▼▼▼

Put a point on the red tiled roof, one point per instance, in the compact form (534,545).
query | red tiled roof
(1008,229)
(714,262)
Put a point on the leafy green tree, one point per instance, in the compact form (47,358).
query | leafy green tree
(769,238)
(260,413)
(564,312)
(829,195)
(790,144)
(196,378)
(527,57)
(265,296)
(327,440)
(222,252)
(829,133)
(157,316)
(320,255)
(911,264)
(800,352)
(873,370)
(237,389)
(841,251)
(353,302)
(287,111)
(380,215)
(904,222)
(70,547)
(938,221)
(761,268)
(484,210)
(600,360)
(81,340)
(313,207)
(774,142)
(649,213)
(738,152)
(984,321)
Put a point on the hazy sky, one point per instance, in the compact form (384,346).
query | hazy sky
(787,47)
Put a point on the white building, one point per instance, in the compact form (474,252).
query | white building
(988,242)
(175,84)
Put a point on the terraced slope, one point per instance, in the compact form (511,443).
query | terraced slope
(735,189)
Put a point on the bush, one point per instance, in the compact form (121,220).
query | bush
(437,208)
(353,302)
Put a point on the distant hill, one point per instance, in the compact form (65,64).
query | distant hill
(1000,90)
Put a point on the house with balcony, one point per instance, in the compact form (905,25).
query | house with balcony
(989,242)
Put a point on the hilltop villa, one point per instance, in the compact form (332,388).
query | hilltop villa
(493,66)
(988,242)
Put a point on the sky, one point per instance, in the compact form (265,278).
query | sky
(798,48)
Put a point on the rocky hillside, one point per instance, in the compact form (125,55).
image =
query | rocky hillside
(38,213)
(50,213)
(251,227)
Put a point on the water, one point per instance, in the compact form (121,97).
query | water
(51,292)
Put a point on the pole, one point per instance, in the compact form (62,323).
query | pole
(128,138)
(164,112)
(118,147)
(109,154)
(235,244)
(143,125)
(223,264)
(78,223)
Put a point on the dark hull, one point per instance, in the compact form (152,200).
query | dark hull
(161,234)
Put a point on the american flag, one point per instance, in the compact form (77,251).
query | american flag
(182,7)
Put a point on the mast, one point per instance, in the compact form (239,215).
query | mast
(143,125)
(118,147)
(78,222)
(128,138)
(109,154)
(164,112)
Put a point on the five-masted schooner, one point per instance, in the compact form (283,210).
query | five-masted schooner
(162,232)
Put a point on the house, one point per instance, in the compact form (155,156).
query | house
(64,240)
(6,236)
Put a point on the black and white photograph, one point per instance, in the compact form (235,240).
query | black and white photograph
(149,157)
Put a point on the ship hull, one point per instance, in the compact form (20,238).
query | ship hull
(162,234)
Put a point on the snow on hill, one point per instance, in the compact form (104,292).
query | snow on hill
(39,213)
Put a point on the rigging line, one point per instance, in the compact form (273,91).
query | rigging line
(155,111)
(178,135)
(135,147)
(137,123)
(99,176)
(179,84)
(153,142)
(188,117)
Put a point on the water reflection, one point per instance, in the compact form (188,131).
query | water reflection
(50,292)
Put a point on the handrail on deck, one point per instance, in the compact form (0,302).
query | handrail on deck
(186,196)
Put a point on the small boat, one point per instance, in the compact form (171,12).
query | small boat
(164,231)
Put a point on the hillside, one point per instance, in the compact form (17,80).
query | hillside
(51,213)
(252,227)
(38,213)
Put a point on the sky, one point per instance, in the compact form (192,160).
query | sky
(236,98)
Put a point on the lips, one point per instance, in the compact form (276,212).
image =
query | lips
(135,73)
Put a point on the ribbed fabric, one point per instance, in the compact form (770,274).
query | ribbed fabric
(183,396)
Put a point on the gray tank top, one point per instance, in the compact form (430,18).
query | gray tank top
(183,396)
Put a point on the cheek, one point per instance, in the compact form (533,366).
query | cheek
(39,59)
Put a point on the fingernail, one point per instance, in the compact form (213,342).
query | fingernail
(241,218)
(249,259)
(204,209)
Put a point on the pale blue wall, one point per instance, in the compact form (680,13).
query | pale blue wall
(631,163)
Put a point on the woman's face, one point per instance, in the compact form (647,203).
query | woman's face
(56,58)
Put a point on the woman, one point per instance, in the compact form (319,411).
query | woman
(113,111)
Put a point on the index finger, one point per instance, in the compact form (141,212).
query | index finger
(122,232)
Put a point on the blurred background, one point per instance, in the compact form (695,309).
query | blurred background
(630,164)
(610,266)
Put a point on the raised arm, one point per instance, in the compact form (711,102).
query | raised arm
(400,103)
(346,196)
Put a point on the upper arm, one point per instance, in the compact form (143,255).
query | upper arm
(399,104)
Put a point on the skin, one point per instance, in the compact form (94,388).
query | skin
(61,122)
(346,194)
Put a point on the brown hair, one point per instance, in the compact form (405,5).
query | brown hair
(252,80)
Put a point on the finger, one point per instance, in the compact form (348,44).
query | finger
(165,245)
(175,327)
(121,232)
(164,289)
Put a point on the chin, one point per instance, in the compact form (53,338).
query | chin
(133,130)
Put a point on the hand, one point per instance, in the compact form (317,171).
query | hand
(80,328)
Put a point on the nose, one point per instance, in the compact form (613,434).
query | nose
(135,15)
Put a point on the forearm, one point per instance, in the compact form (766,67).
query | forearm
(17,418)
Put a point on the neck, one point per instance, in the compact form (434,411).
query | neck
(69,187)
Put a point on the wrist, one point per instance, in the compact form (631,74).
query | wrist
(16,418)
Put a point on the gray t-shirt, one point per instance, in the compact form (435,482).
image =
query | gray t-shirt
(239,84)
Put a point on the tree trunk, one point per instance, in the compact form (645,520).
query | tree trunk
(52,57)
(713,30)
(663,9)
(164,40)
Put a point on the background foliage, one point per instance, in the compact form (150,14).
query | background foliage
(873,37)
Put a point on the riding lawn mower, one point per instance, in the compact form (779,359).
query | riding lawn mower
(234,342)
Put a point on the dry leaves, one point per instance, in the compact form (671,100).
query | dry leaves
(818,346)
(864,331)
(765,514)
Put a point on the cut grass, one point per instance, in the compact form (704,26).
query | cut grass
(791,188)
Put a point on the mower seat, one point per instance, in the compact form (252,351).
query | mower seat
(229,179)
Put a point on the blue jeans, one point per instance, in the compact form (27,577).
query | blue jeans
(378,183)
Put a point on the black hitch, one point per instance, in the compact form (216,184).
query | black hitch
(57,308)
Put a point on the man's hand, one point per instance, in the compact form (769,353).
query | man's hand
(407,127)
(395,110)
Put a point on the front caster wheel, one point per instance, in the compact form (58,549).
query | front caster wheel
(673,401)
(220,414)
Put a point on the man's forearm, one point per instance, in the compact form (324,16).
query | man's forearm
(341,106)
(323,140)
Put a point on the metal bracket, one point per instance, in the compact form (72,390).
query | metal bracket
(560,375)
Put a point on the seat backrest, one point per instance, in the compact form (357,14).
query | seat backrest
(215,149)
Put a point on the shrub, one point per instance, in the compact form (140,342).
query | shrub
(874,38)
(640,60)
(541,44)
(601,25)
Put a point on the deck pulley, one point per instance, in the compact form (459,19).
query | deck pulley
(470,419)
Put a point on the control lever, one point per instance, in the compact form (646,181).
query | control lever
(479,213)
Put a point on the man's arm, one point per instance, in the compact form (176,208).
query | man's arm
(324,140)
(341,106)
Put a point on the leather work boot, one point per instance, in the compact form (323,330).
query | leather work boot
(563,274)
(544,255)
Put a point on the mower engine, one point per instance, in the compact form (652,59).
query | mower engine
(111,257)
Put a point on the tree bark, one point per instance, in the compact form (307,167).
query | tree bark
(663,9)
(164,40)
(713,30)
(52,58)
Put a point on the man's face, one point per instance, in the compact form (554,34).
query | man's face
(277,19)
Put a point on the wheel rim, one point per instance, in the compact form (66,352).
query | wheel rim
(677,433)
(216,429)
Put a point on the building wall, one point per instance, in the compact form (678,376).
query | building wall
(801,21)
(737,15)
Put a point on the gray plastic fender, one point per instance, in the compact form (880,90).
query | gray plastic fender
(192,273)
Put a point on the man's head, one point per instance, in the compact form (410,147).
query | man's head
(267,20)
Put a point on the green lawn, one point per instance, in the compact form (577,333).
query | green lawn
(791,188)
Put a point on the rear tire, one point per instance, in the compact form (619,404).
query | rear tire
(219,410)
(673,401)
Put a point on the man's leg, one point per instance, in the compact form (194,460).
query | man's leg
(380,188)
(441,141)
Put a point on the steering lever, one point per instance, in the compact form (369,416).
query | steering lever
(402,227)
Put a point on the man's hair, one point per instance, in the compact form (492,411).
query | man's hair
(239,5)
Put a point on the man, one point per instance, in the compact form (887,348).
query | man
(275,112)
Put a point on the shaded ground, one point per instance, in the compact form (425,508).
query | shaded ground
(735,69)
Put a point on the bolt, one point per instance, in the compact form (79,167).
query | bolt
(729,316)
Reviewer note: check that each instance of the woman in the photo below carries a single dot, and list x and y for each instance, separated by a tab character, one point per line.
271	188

▲▲▲

Your objective:
Copy out the rows from the line with "Reviewer note: check" through the end of the rows, changing "single dot" to "single mark" and leaving everything else as it is.

Result of this task:
Reviewer note: check that each instance of the woman in the photo below carries a single mark, and list x and y for each instance, separated by a tab character, one point per line.
271	188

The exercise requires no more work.